__Aim__
Output the data below word for word, starting at the line that contains "Study the picture above. For each instance of the hanging" and ending at the final line of the data.

__Task input__
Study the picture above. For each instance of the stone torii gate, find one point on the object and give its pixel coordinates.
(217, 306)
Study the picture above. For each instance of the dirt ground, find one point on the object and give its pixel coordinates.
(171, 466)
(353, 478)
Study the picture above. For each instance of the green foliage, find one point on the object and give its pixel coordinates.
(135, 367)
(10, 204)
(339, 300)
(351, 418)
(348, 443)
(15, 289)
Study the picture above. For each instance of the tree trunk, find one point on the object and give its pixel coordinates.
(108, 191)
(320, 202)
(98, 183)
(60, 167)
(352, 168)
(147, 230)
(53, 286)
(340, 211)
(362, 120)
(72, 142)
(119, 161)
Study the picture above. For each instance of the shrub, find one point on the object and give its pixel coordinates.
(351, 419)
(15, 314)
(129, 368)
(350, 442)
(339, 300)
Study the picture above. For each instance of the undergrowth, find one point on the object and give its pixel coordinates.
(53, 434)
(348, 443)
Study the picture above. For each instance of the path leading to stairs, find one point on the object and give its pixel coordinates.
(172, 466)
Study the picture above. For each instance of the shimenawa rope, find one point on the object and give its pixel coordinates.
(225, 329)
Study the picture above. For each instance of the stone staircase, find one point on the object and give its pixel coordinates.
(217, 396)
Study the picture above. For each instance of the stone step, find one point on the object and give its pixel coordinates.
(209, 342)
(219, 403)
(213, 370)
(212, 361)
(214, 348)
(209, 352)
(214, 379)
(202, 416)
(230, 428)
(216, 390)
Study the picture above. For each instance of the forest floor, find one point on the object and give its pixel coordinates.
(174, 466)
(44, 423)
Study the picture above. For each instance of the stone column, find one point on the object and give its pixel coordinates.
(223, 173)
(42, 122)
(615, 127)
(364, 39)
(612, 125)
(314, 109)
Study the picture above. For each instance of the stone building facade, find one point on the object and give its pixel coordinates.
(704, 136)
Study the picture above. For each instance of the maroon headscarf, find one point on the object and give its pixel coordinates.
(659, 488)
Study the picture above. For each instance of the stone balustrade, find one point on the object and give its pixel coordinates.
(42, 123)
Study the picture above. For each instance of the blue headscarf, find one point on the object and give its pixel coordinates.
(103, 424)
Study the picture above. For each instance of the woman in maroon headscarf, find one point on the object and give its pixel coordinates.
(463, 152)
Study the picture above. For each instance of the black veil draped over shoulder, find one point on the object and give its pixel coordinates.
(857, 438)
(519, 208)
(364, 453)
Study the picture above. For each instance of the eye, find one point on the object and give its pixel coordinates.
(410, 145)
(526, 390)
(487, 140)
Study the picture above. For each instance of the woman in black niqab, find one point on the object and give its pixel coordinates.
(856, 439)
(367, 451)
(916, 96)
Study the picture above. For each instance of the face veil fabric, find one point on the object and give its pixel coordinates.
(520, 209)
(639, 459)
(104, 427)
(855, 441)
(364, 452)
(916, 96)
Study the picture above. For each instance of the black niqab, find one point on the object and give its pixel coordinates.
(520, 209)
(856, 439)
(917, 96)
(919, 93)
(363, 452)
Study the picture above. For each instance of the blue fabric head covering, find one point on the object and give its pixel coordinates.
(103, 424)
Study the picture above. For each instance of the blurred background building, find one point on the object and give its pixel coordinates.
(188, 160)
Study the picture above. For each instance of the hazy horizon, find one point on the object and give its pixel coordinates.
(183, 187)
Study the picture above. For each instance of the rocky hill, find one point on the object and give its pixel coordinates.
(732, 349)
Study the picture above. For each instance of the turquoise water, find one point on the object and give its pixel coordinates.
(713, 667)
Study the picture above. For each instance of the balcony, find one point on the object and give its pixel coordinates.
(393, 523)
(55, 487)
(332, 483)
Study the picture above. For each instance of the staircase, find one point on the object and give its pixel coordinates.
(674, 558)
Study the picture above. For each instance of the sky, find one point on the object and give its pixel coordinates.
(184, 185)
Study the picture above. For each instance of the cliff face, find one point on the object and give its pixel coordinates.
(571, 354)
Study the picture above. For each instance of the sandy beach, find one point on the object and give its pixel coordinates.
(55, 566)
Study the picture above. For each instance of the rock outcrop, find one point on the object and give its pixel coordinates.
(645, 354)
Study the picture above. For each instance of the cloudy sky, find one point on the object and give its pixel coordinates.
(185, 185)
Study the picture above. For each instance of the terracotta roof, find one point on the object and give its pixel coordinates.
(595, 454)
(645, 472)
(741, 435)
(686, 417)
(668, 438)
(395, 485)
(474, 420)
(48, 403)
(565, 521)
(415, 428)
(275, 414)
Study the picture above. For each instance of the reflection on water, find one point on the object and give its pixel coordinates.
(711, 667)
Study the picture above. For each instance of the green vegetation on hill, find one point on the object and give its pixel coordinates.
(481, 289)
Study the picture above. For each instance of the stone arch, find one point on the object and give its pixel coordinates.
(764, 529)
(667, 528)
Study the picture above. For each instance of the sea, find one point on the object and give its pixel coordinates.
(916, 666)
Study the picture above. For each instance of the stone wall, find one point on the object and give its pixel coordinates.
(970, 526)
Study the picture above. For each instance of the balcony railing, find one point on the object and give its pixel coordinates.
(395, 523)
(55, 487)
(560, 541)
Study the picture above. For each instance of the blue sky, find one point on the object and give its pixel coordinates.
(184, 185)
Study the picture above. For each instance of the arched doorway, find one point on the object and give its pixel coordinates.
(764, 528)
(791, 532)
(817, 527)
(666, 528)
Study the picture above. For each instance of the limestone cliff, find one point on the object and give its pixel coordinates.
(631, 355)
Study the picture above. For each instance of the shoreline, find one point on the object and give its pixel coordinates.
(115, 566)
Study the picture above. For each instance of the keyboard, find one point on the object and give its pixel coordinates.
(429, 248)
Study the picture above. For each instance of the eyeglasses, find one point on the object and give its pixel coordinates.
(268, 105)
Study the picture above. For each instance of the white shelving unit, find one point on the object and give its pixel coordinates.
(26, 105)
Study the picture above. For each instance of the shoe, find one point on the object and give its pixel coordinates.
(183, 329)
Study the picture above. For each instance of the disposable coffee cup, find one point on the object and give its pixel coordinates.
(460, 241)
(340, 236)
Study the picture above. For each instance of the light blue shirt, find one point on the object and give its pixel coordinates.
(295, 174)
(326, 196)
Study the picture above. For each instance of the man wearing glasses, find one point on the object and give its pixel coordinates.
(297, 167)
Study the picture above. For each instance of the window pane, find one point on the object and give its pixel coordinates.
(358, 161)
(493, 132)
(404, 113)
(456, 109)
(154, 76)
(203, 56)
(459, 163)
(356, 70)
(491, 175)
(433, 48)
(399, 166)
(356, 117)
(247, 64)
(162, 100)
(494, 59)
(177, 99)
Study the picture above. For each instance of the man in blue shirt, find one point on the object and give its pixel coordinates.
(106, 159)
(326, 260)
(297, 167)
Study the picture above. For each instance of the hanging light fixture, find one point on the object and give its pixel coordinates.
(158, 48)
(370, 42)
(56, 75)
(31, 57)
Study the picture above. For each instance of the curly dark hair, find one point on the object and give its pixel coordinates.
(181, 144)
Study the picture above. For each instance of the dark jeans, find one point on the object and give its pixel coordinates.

__Expected output__
Study the picture above. For each instance of the hanging light fixture, find one point on the object and give its pixel coordinates.
(158, 48)
(370, 42)
(56, 75)
(31, 57)
Study the picture above. For each instance of the curly dark hair, find one point on the object and give its pixel coordinates.
(181, 144)
Study the picture above. For each instance of the dark jeans, find one point on the object and give its pixel coordinates.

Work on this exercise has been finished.